[Referring expression data]
┄┄┄┄┄┄┄┄┄┄┄┄┄┄┄┄┄┄┄┄

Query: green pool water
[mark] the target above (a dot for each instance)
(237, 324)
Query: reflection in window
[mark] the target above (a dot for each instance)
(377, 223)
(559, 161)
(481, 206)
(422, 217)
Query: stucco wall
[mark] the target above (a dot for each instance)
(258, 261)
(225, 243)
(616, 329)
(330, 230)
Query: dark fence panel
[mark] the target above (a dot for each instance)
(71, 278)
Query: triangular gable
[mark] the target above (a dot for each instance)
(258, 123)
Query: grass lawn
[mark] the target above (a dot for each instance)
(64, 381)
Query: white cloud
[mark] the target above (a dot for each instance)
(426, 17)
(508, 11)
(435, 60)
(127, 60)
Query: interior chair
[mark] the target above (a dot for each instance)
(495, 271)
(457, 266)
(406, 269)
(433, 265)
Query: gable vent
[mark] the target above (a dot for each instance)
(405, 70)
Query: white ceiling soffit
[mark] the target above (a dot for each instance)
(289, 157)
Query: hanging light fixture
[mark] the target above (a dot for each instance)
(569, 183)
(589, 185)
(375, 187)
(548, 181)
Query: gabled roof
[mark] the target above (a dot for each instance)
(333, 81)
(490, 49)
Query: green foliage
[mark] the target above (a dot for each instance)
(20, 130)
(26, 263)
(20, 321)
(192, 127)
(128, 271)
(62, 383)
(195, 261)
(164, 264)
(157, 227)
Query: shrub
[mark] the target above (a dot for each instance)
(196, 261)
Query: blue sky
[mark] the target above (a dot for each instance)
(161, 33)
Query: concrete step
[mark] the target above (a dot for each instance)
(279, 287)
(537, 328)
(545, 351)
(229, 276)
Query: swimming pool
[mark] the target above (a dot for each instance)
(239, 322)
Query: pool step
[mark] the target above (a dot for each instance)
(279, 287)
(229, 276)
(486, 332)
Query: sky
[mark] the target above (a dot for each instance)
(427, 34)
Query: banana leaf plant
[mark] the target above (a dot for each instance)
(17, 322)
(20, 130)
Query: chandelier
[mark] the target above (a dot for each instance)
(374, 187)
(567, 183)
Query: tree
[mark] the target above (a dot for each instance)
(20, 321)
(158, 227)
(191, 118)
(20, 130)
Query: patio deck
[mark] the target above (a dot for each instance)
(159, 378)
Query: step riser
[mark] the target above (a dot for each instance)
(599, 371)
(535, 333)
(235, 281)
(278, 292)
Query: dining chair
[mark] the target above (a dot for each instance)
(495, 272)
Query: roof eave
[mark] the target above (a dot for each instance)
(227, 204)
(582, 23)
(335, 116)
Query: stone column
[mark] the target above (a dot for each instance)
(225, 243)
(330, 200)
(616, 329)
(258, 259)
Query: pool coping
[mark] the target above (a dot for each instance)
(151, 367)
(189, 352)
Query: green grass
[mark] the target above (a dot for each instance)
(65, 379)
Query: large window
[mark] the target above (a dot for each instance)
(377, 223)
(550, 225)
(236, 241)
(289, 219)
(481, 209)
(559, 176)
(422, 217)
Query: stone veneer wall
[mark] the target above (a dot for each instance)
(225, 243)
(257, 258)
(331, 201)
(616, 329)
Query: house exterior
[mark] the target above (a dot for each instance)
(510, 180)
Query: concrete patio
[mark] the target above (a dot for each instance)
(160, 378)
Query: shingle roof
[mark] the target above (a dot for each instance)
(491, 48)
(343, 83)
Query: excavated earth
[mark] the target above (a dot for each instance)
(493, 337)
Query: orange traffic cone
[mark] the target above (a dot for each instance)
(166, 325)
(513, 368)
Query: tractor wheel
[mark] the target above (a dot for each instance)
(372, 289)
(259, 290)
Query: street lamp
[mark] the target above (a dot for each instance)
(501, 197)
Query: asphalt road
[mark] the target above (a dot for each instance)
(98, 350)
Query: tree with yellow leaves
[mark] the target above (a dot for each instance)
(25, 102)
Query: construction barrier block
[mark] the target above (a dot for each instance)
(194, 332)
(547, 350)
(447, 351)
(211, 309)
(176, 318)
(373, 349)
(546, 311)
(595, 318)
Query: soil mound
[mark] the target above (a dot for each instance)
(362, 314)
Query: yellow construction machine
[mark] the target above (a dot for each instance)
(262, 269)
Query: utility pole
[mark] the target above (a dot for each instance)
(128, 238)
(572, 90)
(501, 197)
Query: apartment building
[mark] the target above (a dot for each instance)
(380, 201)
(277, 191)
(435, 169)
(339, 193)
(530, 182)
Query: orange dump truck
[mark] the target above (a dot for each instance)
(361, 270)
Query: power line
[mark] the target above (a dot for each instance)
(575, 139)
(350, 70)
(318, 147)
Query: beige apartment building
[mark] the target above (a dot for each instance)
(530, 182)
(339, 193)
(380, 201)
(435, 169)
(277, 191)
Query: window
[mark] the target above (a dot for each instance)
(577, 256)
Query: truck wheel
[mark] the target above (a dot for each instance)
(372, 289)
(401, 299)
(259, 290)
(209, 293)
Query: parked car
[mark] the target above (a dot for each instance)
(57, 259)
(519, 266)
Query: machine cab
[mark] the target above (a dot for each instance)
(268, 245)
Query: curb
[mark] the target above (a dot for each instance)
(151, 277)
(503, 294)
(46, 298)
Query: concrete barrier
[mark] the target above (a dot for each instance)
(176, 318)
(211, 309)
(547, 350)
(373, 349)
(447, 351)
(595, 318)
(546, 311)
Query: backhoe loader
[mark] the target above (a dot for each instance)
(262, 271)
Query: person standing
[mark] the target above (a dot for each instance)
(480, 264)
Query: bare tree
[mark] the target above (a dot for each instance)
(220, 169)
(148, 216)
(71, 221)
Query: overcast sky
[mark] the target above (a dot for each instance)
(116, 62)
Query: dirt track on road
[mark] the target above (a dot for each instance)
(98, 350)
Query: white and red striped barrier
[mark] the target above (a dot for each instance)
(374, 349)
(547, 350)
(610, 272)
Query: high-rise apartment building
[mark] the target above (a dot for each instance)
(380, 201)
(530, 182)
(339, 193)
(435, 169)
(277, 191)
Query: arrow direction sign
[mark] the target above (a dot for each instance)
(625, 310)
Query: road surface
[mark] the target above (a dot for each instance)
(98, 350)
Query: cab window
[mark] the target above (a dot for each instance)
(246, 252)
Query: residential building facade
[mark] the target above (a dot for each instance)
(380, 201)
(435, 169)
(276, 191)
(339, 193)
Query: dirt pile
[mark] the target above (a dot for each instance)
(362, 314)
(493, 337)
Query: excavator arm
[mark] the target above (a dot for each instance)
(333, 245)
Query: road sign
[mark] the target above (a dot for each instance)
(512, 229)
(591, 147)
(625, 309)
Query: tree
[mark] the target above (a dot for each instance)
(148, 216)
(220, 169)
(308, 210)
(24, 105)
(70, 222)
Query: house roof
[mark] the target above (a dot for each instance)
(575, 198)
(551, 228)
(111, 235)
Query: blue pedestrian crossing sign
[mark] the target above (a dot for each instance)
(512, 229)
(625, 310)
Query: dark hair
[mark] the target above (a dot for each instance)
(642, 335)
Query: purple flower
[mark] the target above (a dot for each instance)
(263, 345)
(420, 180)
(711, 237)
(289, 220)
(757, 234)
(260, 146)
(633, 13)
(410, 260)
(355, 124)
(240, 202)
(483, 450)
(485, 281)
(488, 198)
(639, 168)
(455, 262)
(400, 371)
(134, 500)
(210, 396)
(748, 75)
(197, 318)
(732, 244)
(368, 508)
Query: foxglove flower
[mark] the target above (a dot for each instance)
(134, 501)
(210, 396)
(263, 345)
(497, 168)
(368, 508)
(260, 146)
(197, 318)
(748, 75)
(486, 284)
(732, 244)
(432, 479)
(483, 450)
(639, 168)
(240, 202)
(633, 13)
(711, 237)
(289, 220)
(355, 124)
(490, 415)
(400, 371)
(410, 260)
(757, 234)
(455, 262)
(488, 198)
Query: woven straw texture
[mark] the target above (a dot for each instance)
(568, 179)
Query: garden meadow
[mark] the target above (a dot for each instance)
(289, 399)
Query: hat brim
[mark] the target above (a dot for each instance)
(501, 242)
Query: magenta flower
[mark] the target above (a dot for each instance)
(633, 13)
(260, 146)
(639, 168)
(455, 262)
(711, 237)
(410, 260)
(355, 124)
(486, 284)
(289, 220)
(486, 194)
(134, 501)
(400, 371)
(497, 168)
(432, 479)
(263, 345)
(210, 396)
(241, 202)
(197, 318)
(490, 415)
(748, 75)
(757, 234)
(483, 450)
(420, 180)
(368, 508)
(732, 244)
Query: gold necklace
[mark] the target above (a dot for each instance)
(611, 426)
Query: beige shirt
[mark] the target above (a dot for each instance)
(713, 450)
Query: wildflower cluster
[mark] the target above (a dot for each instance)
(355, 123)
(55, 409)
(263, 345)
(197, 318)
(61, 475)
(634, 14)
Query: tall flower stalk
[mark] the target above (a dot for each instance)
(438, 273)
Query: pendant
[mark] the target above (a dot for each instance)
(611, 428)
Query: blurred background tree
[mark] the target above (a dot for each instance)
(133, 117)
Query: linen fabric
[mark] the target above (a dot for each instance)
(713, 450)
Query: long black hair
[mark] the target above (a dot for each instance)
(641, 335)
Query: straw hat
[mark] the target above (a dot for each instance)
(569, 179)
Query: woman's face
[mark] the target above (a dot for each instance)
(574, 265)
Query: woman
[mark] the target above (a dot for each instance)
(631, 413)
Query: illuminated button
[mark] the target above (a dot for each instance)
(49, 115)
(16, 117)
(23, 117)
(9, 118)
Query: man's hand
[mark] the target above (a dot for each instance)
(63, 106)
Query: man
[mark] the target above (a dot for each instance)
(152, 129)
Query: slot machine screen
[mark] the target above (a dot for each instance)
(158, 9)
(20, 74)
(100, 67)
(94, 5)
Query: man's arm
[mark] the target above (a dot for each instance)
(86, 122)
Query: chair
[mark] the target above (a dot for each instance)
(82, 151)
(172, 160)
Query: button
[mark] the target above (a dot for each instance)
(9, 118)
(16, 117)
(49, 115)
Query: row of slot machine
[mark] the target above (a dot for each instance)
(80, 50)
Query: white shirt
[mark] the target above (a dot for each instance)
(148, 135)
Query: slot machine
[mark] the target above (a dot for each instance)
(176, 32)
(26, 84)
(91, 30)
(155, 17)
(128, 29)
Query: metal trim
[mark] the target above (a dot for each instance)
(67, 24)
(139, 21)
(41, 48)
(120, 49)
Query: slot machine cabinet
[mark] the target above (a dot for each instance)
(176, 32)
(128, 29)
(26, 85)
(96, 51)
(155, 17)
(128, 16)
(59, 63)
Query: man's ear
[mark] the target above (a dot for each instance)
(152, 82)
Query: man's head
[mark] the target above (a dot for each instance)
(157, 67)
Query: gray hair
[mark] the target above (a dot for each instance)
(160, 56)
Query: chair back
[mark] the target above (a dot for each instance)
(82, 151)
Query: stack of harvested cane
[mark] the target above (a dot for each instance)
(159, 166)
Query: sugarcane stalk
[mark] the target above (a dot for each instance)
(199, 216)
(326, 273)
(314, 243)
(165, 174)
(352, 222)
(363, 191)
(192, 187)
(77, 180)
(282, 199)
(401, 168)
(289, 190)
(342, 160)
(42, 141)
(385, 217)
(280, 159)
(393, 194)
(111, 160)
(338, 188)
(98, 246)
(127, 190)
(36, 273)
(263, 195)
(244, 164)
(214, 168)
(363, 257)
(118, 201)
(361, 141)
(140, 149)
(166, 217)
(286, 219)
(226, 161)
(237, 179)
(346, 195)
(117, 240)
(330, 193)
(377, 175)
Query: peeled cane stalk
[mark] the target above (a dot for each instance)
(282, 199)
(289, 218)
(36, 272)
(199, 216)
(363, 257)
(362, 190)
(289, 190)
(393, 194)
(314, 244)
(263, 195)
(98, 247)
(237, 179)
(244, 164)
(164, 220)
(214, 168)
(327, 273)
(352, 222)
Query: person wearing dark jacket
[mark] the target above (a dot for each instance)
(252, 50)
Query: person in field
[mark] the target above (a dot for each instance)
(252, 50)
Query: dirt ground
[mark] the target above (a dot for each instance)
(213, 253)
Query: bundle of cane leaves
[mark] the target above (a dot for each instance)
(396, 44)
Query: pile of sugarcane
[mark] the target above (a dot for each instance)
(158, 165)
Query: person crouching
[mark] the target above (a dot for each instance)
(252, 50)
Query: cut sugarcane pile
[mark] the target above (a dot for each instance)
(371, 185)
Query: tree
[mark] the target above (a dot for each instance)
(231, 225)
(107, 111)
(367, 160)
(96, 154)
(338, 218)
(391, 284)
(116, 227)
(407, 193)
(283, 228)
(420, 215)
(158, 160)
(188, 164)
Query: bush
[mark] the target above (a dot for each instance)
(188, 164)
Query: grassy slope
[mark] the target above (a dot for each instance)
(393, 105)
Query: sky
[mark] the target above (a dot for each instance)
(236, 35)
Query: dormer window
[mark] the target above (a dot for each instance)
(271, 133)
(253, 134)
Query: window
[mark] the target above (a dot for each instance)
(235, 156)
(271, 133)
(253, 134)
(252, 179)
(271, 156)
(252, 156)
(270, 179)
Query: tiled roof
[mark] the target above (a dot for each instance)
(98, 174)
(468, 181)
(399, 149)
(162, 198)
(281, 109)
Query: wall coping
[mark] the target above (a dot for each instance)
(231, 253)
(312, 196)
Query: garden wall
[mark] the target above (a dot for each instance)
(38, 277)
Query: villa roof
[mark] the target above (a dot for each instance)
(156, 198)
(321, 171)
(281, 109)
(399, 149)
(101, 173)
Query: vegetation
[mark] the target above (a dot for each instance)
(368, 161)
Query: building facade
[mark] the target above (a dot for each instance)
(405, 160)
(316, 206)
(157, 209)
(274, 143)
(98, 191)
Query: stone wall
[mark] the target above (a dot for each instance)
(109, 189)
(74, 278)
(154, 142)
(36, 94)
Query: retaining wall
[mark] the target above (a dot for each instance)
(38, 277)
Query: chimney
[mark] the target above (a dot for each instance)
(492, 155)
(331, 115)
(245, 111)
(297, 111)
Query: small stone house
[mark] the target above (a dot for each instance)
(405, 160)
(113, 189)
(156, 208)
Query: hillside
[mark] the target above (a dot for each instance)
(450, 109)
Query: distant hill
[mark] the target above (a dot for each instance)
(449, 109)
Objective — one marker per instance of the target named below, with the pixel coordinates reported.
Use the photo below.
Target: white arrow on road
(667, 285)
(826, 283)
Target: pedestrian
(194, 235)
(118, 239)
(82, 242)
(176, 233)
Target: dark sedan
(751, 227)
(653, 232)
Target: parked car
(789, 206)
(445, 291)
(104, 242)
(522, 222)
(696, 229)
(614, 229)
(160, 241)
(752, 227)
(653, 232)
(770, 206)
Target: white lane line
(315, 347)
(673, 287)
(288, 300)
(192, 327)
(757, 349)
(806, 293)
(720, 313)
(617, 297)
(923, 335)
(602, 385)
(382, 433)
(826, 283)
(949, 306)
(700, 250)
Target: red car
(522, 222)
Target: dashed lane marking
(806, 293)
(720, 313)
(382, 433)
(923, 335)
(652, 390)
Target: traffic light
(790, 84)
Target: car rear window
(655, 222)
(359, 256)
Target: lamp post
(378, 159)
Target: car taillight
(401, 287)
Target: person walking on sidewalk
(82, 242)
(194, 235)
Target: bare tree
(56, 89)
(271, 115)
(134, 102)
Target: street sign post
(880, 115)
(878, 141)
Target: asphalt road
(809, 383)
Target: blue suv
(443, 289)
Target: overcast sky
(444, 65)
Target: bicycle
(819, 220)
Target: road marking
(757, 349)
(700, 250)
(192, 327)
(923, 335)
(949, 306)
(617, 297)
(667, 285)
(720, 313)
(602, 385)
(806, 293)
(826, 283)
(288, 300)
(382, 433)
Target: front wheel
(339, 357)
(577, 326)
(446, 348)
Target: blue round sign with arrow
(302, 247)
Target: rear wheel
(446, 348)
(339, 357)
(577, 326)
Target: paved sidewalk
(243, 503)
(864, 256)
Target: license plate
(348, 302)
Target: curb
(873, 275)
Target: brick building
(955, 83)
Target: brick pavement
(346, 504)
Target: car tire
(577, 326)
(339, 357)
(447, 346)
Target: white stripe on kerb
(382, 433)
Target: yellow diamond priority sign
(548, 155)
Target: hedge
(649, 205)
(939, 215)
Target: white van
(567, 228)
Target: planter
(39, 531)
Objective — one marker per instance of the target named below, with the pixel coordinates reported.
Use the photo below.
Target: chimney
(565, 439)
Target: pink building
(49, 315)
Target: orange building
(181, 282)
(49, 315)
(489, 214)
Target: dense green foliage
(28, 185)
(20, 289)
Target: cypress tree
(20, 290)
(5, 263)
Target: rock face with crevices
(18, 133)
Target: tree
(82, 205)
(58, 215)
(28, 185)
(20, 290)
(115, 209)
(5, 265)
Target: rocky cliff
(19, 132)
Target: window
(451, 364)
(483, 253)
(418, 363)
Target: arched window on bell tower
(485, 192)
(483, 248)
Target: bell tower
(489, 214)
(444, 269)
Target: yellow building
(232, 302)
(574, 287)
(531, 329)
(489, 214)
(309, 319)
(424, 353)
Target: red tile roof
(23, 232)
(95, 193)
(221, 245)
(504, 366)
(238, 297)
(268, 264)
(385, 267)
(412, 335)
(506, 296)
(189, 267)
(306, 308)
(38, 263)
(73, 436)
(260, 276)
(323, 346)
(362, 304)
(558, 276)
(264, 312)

┄┄┄┄┄┄┄┄┄┄┄┄┄┄┄┄┄┄┄┄

Write out exactly the lines that fall from the line with "Query: dirt ground" to the line with "Query: garden wall" in the records above, keeping both ends.

Query: dirt ground
[mark] the target above (a dot for each instance)
(213, 253)
Query: bundle of cane leaves
[mark] the target above (a dot for each instance)
(396, 44)
Query: pile of sugarcane
[mark] the target above (a dot for each instance)
(158, 165)
Query: person crouching
[mark] the target above (a dot for each instance)
(252, 50)
Query: cut sugarcane pile
[mark] the target above (a dot for each instance)
(371, 185)
Query: tree
[mark] the target above (a dot for each instance)
(231, 225)
(107, 111)
(367, 160)
(96, 154)
(338, 218)
(391, 284)
(116, 227)
(407, 193)
(283, 228)
(420, 215)
(158, 160)
(188, 164)
Query: bush
[mark] the target above (a dot for each instance)
(188, 164)
Query: grassy slope
[mark] the target above (a dot for each instance)
(393, 105)
Query: sky
[mark] the target above (a dot for each instance)
(236, 35)
Query: dormer window
[mark] the target above (a dot for each instance)
(271, 133)
(253, 134)
Query: window
[mark] the target above (a dot for each instance)
(235, 156)
(271, 133)
(253, 134)
(252, 179)
(271, 156)
(252, 156)
(270, 179)
Query: tiled roof
[mark] the target above (a dot for each instance)
(98, 174)
(468, 181)
(399, 149)
(162, 198)
(281, 109)
Query: wall coping
[mark] the target above (a dot for each instance)
(231, 253)
(312, 196)
Query: garden wall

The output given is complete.